• **Saved entries**:
....................

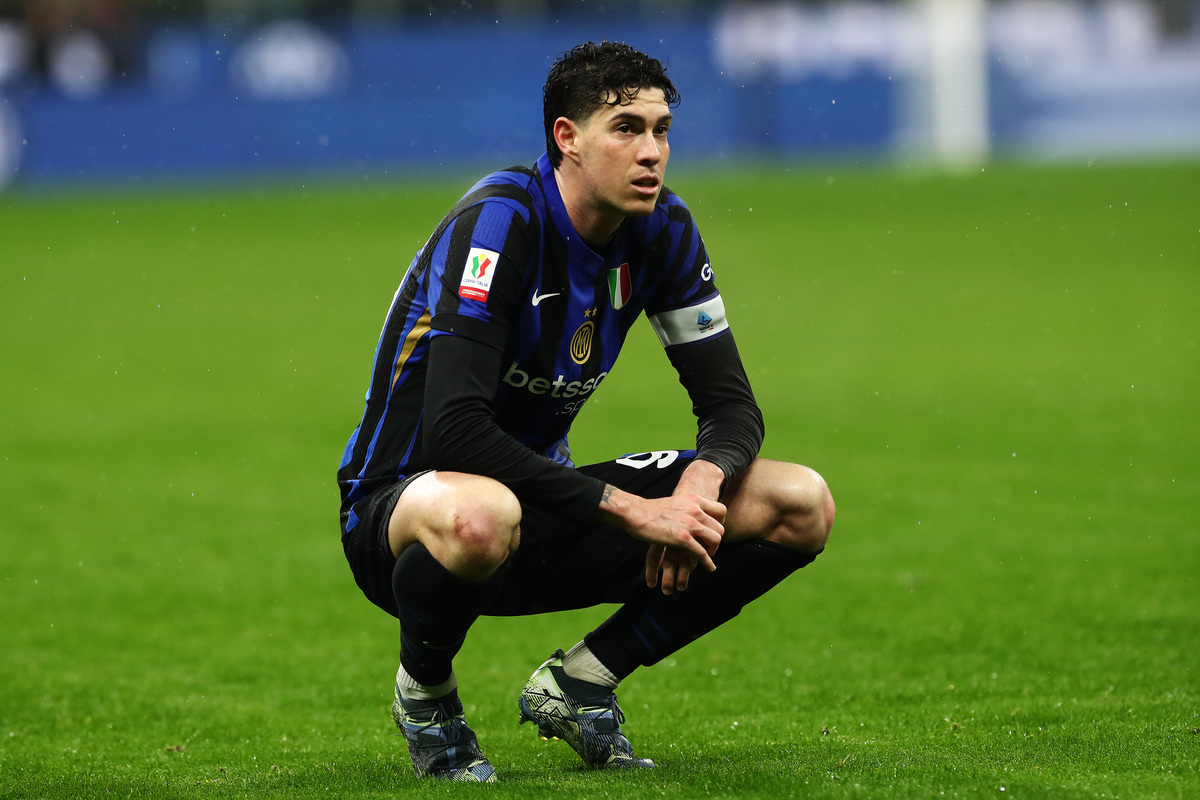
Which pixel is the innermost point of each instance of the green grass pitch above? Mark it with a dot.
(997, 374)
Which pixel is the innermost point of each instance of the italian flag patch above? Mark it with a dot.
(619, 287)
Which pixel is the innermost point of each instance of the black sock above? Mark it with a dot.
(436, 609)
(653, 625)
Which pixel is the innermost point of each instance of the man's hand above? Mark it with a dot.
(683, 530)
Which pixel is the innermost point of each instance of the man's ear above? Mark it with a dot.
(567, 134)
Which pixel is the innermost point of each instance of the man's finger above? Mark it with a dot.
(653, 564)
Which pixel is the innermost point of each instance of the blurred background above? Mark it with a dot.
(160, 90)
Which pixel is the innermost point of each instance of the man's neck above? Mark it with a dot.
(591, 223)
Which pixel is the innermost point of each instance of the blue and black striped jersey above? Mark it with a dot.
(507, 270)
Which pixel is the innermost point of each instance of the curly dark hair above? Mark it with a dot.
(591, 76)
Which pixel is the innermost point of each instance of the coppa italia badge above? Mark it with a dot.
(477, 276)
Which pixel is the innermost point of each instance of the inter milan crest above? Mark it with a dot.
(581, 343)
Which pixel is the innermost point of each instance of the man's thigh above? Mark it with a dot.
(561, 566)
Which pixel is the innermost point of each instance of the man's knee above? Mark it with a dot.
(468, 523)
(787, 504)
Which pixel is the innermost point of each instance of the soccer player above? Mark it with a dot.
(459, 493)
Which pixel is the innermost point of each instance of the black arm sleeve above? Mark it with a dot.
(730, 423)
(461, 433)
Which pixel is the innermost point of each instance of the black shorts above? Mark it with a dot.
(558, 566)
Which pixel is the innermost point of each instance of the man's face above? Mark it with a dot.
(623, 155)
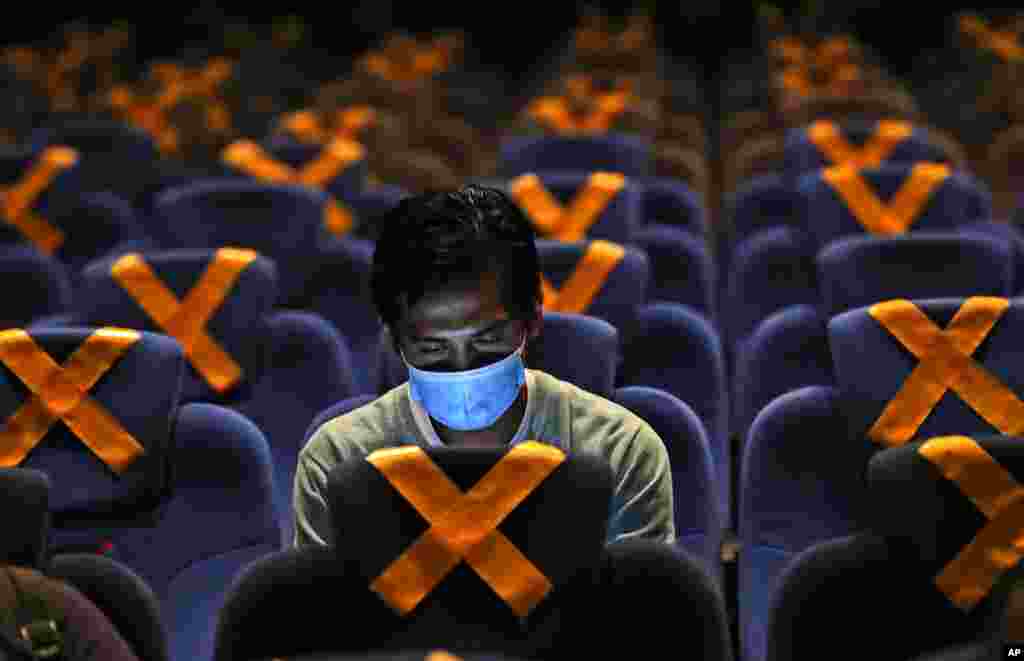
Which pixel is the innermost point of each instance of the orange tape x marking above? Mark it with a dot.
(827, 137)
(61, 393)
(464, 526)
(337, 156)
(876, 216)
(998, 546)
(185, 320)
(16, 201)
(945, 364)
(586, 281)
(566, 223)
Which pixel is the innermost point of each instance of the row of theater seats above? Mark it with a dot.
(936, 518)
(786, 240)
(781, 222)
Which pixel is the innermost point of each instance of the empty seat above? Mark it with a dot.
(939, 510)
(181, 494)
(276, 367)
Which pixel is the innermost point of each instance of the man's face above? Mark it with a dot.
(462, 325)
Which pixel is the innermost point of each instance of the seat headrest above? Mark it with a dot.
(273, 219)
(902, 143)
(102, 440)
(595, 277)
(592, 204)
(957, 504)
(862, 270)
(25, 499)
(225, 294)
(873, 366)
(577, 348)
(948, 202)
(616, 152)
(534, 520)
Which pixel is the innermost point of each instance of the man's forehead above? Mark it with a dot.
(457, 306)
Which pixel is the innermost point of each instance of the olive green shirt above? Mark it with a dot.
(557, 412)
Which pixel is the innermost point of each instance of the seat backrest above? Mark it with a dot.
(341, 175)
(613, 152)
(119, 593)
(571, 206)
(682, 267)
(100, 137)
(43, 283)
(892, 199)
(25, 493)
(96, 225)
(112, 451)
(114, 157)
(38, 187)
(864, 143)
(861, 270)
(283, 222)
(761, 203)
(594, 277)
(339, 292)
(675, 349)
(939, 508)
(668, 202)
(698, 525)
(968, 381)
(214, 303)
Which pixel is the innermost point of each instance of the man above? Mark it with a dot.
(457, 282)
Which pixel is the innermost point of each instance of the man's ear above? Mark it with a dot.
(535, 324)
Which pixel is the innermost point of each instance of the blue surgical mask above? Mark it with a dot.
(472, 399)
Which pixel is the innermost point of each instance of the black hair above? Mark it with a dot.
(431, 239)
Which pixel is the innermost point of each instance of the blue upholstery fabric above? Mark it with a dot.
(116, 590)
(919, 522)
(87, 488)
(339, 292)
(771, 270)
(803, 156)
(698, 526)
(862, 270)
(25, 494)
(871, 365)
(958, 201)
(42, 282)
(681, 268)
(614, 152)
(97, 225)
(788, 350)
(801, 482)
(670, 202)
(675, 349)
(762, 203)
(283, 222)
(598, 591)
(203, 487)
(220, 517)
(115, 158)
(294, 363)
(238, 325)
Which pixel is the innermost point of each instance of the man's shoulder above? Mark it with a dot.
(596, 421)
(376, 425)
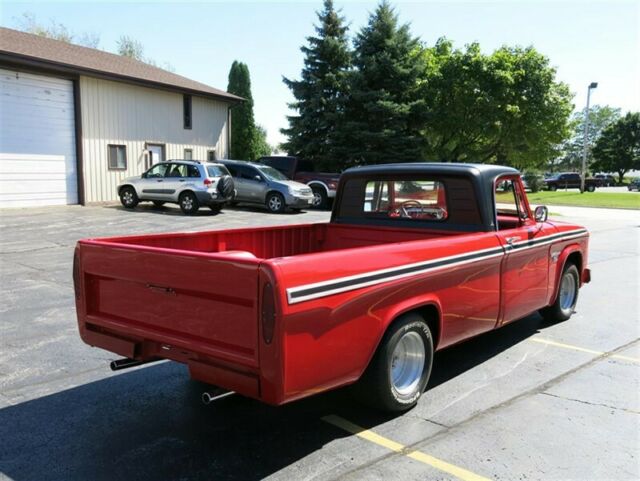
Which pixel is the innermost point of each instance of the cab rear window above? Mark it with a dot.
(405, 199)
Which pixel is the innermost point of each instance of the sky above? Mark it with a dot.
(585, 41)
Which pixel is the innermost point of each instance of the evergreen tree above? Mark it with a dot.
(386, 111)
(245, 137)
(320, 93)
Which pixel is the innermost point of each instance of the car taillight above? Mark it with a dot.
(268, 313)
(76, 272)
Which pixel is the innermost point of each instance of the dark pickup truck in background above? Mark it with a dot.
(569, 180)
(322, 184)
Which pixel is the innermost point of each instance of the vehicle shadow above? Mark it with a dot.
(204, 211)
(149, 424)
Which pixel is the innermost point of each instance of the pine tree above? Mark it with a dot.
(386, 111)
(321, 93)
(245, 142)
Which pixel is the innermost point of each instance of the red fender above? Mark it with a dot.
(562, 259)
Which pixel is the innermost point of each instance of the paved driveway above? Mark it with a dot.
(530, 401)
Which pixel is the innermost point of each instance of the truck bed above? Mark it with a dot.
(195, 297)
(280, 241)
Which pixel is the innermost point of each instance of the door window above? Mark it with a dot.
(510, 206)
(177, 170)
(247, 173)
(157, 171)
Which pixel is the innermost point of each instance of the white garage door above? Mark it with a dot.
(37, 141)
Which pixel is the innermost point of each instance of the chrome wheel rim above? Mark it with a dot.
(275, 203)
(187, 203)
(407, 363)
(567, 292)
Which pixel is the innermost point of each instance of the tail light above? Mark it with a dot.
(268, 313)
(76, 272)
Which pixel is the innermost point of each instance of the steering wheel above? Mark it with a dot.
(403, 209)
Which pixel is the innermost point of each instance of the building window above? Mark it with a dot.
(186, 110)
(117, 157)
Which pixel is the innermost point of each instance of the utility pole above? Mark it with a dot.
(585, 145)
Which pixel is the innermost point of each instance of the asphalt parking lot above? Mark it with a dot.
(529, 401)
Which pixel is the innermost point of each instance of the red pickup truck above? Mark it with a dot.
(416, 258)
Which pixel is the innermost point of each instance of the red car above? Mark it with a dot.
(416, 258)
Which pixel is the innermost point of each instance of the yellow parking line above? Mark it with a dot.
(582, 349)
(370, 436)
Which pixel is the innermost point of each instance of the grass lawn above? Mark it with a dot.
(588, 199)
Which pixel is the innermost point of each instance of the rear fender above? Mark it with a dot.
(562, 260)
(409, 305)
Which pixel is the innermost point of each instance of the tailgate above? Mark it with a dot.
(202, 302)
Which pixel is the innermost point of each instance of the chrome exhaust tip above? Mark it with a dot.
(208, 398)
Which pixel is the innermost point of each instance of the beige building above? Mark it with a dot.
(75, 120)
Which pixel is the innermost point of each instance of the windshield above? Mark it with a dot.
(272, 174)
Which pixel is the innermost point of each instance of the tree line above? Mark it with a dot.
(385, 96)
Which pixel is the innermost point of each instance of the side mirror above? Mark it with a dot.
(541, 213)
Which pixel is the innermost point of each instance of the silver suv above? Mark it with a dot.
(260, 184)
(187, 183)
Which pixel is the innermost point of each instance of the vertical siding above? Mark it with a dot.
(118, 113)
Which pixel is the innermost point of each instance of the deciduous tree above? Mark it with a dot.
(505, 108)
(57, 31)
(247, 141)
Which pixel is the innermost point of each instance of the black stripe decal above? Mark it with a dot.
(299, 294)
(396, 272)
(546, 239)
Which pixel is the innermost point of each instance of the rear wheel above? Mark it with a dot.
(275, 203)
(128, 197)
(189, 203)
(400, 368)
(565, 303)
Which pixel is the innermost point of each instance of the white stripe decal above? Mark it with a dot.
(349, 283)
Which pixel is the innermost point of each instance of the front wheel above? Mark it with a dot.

....................

• **Task statement**: Give back exactly the lines from the one containing "the black stripe" through the last line of the records.

• **Your response**:
Which pixel is the innermost point of each instance of the black stripe decal above? Mark it with a dot.
(299, 294)
(396, 272)
(546, 239)
Which pixel is the innermost point of each instance of the rear wheel above? Mark it with a dot.
(275, 203)
(128, 197)
(189, 203)
(400, 368)
(565, 303)
Which pixel is the innermost point of each instance of the white stripe decal above? Mark it with a dot.
(349, 283)
Which pixel is the innermost point of each instance of the front wheel above? Mark it with a dot.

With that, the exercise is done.